[Natural language region descriptions]
::::::::::

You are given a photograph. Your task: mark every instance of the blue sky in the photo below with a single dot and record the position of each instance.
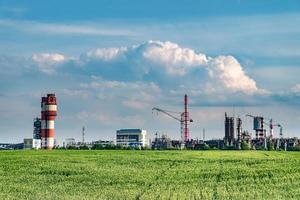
(110, 62)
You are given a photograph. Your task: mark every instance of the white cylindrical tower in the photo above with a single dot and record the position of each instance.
(48, 114)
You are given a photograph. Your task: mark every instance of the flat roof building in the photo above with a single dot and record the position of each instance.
(132, 137)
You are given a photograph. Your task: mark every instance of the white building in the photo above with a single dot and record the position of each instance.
(69, 142)
(32, 143)
(132, 137)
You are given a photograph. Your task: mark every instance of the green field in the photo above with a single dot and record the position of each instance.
(115, 174)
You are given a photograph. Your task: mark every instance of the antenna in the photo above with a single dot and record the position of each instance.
(83, 134)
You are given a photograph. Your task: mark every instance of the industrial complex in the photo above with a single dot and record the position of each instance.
(235, 137)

::::::::::

WORK TO COMPLETE → With the line containing "the white building" as the first and the final line of the records as the last, copy that span exactly and nothing more.

SOLUTION FOR THIS EXERCISE →
You are given a photograph. Your task: mark every instance of the white building in the photo above with a single dot and record the position of each instance.
(69, 142)
(32, 143)
(132, 137)
You are given a photograph. Your task: mark every instance of the green field in the photo above with a single dot and record the position of each instance.
(115, 174)
You are given a photograph. Your task: mark every instance of the antenna in the photo above with a single dot and record the position of each instance.
(83, 134)
You are given a photograph. Your task: mark every instance of the industrial complex in the photo above with a single dot and record the position of each instance.
(235, 137)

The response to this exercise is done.